After a 54-28 regular season tucked away in Mountain Standard Time and a first round of the playoffs relegated mostly to NBA TV, the Denver Nuggets advanced to the second round with Saturday’s 90-86 win over the San Antonio Spurs in Game 7.

There, the Nuggets and their uniquely talented Serbian big man, whom most fans who don’t live adjacent to the Rocky Mountains have only heard about, will demand the attention of NBA fans nationwide.

Big Spurs rally, bizarre ending

Saturday’s win didn’t come easy.

It required Denver to fend off a San Antonio rally from a 17-point deficit. And it included one of the more bizarre sequences to end a game in recent memory.

Nikola Jokic is ready for his coming out party. (Getty)
Nikola Jokic is ready for his coming-out party. (Getty)

Nuggets in control until game’s final minutes

The Nuggets controlled Game 7 early, opening a 23-13 first-quarter lead that saw the Spurs stifled on defense, missing 11 of their first 12 field-goal attempts.

Neither team shot well, with Denver’s lackluster 3-point shooting allowing the Spurs to mount a late rally, cutting the Nuggets’ lead to 88-86 late in the fourth quarter.

Despite shooting just 2-of-20 from 3-point distance, the Nuggets managed to build a 67-50 lead in the third quarter of what felt like a victory party in the Pepsi Center.

But Nikola Jokic and the Nuggets went cold late, allowing the Spurs to close the gap, injecting a jolt of anxiety into a raucous crowd that had spent most of the game convinced that a trip to the second round of the playoffs was in hand.

LaMarcus Aldridge forgets to foul Jokic

The Nuggets held on after a bizarre sequence that saw the Spurs fail to foul in the game’s final seconds, allowing Denver to run out the clock.

Jamal Murray hit the last bucket of the game, a 14-foot floater off one foot over LaMarcus Aldridge to extend Denver’s lead to four points with 36.8 seconds remaining.

When Torrey Craig blocked DeMar Derozan’s layup at the other end, Jokic secured the rebound with 25.6 seconds left and the Nuggets took their time crossing half court.

Content to run clock, Jokic held on to the ball above the 3-point line once he crossed half-court as Aldridge defended him. But Aldridge didn’t foul, allowing the clock to tick down.

Spurs coach Gregg Popovich walked onto the court and implored Aldridge to foul. But the Pepsi Center was roaring, and Aldridge didn’t notice his head coach’s urging.

Patty Mills, guarding a streaking Murray, also failed to foul Jokic when he brushed by the Nuggets center while chasing his man.

What happened?

Why didn’t Aldridge foul in a situation that demanded a play to stop the clock?

“Didn’t hear him,” Aldridge said of Popovich. “Crowd was loud. I missed it. That’s it.”

Asked if he knew how much time was left, Aldridge didn’t expound much.

“Yeah, I just didn’t foul, and that was it,” he said. “I should have. I didn’t. There’s nothing else to say about it.”

Popovich, in typical Popovich fashion, didn’t have a lot to say about the game’s final seconds.

- Exercise requirements:
- 1) What was the final score of Game 7 according to the article about the Nuggets' win over the Spurs?
- 2) Using the article about the Nuggets' Game 7 win, say whether each statement agrees with it, and quote the words that decide: (a) Torrey Craig blocked DeMar Derozan's layup. (b) Patty Mills fouled Jokic while chasing Murray. (c) Aldridge said he heard Popovich but chose not to foul.
- 3) Write the next part of the article about the Nuggets' Game 7 win, picking up after its final sentence.
The items have no connection to the article about the Nuggets' Game 7 win.

- Labeled-object pointing entries:

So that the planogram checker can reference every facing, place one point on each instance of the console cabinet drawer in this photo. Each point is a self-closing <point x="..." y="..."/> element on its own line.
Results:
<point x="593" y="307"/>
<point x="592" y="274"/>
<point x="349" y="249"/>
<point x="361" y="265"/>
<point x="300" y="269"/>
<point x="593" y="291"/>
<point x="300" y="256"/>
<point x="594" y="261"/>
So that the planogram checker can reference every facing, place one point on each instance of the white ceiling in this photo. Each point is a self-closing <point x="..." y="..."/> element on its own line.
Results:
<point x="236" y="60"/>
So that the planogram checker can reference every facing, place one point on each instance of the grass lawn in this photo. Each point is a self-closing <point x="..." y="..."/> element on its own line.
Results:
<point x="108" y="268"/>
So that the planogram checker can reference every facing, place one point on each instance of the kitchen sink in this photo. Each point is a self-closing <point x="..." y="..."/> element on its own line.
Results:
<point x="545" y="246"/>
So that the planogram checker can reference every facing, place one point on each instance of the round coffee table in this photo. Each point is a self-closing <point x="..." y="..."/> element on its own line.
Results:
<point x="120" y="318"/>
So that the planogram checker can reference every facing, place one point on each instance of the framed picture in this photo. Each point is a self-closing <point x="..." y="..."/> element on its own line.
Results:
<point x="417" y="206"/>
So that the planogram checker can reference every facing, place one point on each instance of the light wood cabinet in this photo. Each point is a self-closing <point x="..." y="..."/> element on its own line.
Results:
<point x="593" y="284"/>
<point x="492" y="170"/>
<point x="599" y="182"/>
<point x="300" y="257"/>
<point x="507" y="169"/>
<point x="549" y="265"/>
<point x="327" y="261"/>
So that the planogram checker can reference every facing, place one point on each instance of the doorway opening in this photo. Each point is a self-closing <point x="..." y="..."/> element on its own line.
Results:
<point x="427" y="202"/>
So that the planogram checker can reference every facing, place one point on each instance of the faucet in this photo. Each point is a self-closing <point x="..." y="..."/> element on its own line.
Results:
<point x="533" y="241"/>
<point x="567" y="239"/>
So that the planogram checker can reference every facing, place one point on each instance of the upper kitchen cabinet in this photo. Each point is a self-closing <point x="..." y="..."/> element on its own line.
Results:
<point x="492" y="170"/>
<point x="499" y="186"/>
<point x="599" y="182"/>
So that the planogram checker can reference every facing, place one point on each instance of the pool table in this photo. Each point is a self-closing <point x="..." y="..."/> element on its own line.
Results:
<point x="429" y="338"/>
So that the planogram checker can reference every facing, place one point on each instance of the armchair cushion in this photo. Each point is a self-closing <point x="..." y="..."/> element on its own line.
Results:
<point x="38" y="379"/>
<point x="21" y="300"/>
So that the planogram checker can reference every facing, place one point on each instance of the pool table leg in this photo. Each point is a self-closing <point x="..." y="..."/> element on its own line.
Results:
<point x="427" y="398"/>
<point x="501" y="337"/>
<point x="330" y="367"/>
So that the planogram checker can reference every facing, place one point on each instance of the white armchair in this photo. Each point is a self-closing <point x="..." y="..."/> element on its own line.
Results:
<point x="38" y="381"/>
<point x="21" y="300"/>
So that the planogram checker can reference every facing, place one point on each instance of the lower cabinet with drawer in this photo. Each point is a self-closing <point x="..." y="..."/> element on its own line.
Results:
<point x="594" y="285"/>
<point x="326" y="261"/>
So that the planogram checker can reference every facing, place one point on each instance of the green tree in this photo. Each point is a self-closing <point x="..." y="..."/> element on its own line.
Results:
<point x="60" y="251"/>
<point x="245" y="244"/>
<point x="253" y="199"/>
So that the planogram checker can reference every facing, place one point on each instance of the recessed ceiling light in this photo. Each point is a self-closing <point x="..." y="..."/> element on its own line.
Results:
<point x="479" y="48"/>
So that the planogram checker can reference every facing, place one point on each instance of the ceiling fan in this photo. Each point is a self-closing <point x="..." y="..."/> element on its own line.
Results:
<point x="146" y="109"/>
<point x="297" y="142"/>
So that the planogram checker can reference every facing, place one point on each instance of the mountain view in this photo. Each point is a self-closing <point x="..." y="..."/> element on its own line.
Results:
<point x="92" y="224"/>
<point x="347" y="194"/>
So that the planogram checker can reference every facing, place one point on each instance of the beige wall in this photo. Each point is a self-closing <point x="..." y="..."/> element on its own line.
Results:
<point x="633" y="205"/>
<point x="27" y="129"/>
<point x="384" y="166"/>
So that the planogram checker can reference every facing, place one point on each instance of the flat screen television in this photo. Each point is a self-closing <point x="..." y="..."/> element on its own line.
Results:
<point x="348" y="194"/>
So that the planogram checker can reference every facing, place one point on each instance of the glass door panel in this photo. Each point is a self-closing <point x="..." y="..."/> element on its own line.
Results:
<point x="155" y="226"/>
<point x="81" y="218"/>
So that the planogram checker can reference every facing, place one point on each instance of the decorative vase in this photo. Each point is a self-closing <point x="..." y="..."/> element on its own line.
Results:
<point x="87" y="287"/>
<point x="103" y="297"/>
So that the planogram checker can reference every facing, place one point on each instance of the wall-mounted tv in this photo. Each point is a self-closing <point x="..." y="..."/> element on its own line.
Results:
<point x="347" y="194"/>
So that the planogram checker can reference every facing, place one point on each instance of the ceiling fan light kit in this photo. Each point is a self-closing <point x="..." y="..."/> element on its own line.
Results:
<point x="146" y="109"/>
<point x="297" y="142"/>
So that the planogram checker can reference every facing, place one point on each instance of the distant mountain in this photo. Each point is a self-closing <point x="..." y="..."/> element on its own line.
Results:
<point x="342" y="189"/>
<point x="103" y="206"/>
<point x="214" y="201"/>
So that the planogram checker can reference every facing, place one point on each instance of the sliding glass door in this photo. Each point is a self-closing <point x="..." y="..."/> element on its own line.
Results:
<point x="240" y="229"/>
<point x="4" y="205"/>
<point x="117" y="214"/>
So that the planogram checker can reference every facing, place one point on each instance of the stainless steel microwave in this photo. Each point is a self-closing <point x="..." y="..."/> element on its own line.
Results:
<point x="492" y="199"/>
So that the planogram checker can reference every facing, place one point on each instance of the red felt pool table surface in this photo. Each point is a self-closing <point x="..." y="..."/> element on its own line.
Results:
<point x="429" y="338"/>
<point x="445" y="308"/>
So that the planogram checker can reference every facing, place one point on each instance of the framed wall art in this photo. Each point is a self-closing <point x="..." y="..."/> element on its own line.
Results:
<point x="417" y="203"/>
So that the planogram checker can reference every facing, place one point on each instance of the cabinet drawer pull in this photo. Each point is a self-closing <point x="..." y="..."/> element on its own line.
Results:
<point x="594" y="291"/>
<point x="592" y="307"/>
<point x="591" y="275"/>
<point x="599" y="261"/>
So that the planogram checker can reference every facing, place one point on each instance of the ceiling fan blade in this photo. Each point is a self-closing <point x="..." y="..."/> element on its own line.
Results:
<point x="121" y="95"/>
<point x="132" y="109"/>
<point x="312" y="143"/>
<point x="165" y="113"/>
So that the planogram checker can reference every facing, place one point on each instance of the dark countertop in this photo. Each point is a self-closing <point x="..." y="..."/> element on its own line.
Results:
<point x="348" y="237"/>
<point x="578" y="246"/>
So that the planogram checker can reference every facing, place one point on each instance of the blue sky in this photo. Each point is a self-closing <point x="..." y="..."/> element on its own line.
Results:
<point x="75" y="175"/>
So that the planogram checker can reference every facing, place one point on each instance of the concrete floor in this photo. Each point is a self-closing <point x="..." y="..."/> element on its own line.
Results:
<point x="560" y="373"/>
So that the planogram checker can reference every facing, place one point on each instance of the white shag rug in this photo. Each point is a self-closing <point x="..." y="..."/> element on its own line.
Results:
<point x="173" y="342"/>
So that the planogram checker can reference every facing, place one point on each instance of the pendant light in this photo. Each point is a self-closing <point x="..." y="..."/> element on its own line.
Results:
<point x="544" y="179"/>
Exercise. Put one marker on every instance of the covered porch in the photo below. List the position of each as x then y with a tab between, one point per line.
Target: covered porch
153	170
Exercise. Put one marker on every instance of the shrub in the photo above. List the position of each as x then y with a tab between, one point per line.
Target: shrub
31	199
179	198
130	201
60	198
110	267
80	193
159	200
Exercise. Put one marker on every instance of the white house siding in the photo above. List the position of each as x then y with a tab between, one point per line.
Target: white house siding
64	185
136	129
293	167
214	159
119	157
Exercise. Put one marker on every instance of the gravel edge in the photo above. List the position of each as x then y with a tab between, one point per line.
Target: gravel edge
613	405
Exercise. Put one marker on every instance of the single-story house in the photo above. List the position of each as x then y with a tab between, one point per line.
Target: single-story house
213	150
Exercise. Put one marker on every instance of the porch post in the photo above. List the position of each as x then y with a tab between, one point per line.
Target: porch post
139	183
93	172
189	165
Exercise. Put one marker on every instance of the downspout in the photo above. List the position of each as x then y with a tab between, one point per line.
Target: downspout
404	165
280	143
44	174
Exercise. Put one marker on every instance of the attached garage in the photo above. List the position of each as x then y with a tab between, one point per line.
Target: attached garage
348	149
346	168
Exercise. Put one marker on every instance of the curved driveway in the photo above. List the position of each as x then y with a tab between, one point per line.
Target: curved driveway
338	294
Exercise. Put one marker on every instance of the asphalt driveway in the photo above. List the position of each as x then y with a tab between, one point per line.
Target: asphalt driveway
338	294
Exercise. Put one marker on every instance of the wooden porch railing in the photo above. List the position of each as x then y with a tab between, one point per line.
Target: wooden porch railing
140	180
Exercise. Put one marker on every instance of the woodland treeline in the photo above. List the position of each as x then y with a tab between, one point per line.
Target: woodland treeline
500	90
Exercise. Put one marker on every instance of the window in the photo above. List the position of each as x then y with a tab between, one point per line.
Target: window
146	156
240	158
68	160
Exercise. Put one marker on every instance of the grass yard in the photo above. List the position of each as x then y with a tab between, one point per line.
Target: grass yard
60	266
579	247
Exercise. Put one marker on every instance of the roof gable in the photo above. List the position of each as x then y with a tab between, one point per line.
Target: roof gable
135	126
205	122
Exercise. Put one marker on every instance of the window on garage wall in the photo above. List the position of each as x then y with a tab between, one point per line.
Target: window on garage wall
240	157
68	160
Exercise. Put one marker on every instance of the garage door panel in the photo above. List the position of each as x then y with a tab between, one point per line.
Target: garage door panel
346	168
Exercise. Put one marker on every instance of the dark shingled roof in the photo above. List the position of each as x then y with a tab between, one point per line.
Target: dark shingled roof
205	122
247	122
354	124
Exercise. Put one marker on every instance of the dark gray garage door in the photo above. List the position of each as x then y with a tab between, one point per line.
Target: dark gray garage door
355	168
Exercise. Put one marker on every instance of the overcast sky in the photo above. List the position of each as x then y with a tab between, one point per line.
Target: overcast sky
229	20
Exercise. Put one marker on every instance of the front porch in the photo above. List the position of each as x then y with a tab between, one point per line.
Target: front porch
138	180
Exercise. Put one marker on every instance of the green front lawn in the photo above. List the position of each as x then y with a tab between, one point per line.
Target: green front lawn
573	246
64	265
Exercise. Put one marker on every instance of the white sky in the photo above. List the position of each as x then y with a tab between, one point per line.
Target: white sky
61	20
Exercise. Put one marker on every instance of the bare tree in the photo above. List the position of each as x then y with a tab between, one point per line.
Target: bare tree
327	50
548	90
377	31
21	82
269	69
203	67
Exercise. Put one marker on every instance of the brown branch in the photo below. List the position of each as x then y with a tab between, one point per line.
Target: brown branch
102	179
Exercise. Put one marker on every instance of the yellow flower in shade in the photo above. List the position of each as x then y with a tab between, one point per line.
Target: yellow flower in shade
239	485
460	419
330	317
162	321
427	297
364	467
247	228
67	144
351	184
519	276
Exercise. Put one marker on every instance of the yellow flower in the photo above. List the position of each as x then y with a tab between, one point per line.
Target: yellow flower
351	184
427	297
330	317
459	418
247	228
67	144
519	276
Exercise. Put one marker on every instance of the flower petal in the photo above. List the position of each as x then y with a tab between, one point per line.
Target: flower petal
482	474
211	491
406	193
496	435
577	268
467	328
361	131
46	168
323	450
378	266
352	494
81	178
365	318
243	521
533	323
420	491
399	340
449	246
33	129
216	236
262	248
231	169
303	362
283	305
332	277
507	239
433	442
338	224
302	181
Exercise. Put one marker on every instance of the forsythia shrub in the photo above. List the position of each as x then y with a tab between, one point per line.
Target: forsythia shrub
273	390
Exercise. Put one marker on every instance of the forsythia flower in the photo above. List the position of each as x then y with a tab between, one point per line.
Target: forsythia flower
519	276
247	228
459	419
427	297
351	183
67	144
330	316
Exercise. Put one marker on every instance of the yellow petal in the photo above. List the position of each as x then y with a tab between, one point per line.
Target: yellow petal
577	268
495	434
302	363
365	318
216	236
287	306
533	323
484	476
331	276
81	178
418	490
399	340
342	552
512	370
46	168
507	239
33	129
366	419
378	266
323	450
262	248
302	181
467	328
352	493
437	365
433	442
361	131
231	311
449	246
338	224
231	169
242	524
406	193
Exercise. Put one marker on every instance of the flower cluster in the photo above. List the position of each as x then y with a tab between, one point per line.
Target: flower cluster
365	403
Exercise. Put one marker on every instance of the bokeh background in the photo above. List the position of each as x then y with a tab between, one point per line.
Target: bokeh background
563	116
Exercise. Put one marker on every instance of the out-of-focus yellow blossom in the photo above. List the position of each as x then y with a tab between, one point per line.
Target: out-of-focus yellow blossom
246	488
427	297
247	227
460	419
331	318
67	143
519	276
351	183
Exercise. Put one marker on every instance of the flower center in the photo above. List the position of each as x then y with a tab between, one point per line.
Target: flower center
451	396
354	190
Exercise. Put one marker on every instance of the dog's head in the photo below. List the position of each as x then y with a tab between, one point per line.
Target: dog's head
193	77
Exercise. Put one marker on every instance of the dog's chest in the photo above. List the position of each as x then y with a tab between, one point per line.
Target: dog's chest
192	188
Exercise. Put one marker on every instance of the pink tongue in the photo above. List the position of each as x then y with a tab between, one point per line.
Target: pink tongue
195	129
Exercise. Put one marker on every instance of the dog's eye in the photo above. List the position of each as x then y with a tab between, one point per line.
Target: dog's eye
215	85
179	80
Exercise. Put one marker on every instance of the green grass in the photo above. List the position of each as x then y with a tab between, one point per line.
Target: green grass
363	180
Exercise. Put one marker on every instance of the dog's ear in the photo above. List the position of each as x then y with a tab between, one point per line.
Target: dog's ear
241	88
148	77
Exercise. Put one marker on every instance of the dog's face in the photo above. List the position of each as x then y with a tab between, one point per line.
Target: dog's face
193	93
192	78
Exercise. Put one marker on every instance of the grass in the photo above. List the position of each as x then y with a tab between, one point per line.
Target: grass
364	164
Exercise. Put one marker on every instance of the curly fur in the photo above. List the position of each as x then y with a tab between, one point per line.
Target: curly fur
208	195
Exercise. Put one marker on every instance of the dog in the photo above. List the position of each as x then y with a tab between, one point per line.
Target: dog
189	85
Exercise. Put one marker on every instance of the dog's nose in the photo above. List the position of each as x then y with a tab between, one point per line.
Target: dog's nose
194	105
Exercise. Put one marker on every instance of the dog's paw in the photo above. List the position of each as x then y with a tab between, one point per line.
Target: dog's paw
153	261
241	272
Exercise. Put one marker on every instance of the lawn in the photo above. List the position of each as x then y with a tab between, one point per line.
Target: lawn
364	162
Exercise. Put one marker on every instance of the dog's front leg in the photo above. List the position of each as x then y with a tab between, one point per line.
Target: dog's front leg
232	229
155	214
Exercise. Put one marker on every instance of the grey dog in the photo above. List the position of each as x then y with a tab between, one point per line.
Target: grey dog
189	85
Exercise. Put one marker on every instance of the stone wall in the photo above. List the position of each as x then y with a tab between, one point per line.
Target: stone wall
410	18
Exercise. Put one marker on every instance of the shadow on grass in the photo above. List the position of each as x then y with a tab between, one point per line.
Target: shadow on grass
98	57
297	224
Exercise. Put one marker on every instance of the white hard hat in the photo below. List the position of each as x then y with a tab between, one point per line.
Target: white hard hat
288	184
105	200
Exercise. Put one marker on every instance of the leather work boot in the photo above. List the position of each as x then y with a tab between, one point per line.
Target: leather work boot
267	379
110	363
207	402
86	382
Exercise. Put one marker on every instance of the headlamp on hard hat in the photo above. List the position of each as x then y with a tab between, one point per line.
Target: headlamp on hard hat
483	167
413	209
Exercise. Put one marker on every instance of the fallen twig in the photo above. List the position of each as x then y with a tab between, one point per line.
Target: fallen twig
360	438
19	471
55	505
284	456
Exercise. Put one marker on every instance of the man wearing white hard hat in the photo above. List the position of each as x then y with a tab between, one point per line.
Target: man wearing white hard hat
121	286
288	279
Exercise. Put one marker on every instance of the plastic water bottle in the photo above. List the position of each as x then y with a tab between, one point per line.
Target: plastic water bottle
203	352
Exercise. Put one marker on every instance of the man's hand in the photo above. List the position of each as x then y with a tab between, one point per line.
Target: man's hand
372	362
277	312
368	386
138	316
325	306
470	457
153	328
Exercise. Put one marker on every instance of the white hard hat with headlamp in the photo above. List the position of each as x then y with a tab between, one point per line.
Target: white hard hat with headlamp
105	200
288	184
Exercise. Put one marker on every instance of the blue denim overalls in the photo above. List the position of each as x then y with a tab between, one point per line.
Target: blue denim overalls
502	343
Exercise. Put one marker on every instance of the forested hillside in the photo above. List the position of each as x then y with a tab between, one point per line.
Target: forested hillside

- Results:
- 1) Denver won 90-86.

- 2)
(a) Yes: "When Torrey Craig blocked DeMar Derozan’s layup at the other end"
(b) No: "Patty Mills, guarding a streaking Murray, also failed to foul Jokic"
(c) No: "Didn’t hear him," Aldridge said of Popovich.

- 3)
“Obviously, he didn’t hear anybody because he didn’t foul,” Popovich said.

As for the rest of the Spurs who didn’t step in when Aldridge neglected to stop the clock?

“L.A. was far up, top of the key,” DeRozan said. “I’m not sure if they heard him. We were so down low, we couldn’t leave our man, go foul and give up a layup. Before we tried anything, it was a little bit too late.”

Too late it was. Murray missed a 3-pointer as the shot clock ran down. When DeRozan secured the rebound, there was one second remaining, and the Nuggets’ victory was secure.

Coming-out party for Jokic, Nuggets

Jamal Murray and Nikola Jokic give the Nuggets a potent 1-2 punch. (AP)
Jamal Murray and Nikola Jokic give the Nuggets a potent 1-2 punch. (AP)

While Aldridge’s gaffe gained a lot of attention, it wasn’t the deciding factor of the game or the series. A foul, while giving the Spurs a chance, would have likely only extended time in an inevitable Nuggets win, one that was led by their All-Star center.

With the win, Jokic, the Nuggets markedly unathletic big man who can do everything on the court but jump, will have his first chance to truly shine on the national stage. And by everything but jump, that means everything.

Jokic can shoot, pass, run point and rebound. He’s a triple-double threat every time he steps on the court, as he showed the Spurs on Saturday with 21 points, 15 rebounds and 10 assists.

Jokic joins Magic, LeBron

According to the NBA, Jokic joins elite company with LeBron James and Magic Johnson as the only players to record multiple triple-doubles in their first trip to the playoffs.

And Jokic, of course, accomplished the feat in the first round.

He can defend too. Just ask Aldridge, the Spurs’ All-Star forward who regularly found his path to basket blocked by Jokic’s 7-foot, 249-pound frame on Saturday.

Aldridge struggled form the field in Saturday’s decisive game, hitting 6-of-16 shots in route to 16 points.

Nuggets’ defense clamps down

The Spurs as a whole shot 36.5 percent from the field while connecting on 6-of-23 3-point attempts (26.1 percent).

The Nuggets weren’t much better, hitting just 39.8 percent of their field goals. But stifling defense and big games from Jokic and Murray — who tallied 23 points and hit multiple clutch shots down the stretch — were enough to allow Denver to survive and advance.

“It was really simple,” Nuggets coach Michael Malone said. “The reason we had missed the playoffs two years in a row was because we were a bottom-five defensive team. An elite offensive team, but we couldn’t guard anybody.

“We were last in 3-point defense last year. So to go from 30th to first in 3-point defense is remarkable.”

The Nuggets will need to lean on that perimeter defense against one of the best backcourts in basketball when Damian Lillard and C.J. McCollum lead the Portland Trail Blazers into the Pepsi Center for Game 1 on Monday.

It will be a matchup of strength on strength that will put the Nuggets to the test as they play in the second round for just the second time since 1994.

It will be worth watching. But the Nuggets have been worth watching all season.

The rest of the nation outside of the Mountain time zone is about to find out why.